ACTIVITY:
Give the data a second time, exactly and in full.

DATA IN THIS EXERCISE START

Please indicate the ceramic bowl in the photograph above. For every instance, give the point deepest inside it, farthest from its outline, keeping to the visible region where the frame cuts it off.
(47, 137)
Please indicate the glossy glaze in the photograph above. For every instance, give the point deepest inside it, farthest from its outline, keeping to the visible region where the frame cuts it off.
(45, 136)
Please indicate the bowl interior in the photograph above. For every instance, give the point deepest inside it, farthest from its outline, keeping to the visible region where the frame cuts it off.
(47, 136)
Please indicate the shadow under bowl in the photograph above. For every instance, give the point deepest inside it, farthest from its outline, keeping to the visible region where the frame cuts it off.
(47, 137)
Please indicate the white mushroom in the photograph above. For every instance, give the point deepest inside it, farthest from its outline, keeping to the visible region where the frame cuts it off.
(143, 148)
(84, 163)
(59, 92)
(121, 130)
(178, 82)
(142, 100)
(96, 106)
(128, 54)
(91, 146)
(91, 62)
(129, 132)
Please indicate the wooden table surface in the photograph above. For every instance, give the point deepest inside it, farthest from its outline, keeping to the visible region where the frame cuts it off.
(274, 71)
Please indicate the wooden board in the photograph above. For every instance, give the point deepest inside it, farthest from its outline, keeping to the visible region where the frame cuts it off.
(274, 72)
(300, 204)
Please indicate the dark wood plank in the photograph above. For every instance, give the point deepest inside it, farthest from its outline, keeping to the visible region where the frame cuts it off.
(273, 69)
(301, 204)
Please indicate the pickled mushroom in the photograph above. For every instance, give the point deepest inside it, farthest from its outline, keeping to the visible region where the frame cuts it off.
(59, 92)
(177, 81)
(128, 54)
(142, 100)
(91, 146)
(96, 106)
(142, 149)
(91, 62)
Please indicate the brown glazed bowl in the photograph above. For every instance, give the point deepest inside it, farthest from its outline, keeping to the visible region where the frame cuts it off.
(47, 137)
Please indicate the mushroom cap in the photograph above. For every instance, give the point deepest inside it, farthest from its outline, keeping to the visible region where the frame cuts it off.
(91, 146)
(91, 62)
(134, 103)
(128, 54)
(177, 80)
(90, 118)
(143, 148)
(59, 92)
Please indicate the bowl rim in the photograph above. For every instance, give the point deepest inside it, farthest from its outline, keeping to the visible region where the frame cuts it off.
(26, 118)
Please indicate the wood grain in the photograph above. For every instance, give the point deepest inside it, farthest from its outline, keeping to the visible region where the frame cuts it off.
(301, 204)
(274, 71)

DATA IN THIS EXERCISE END

EXERCISE SOLUTION:
Please indicate the ceramic bowl in the photograph above. For every instance, give the point deepest inside it, farthest from its outline, keeping to the visible region where the frame cuts it off.
(47, 137)
Please indicate the glossy glaze in the photograph above. For every instance, give the point deepest inside it, farthest from its outline, keeping to the visible region where the frame cuts it off.
(45, 136)
Please indicate the bowl interior in the photograph above. For every instance, give the point deepest inside it, farthest from its outline, keeping to the visible region where the frame cuts it off.
(47, 136)
Please indicate the shadow under bowl in the photograph above. For every instance, give the point deepest inside it, farthest from its outline, keeping to the visible region where the frame cuts it off.
(47, 137)
Please indicate the white mushroom in the photograph above. For every instance, give the point deepest inside it, farthest from its outline, keeping to the visible region where the frame cuts it off.
(143, 148)
(84, 163)
(59, 92)
(121, 130)
(178, 82)
(142, 100)
(96, 106)
(128, 54)
(91, 146)
(91, 62)
(129, 132)
Please indicate the wooden table surface in the photograph above. For every instance, give the point deepest inside it, farthest from its outline, keeping to the visible region where the frame cuts it off.
(274, 71)
Please indicate the wooden board in the photograph above. For every instance, give the point deepest inside it, farthest from its outline, keeping to the visible region where the frame cuts it off.
(274, 72)
(300, 204)
Please indicate the dark wood plank in the photograph above. For every instance, give the point deepest inside it, farthest from its outline, keeping to the visible region where the frame cuts it off.
(273, 69)
(301, 204)
Please indicate the pickled mushroom in the photograph above. For every instance, give the point deepest inside it, farthest from its outline, keeping to the visible region where the frame cuts it off.
(59, 92)
(177, 81)
(128, 54)
(142, 100)
(91, 146)
(96, 106)
(142, 149)
(91, 62)
Please indicate the brown glazed bowl in the photograph above. For every instance, give the point deepest inside it, farthest from its outline, keeping to the visible region where the frame cuts it off.
(47, 137)
Please indicate the mushroom cap in the photograph above. For every instance, give the point deepest inside it, farthest from its outline, keeping to the visible region where the frame cuts it off.
(91, 146)
(91, 62)
(134, 103)
(128, 54)
(177, 80)
(90, 118)
(143, 148)
(59, 92)
Please indicate the bowl rim in the photograph above. For every instance, give the point deepest inside it, farthest from its outline, keeping to the visible region where the frame cuts it off.
(26, 118)
Please indicate the wood grain in the photograph above. For every instance, give the point deepest inside it, farthest from its outline, keeping to the visible region where the frame cuts it off.
(301, 204)
(274, 71)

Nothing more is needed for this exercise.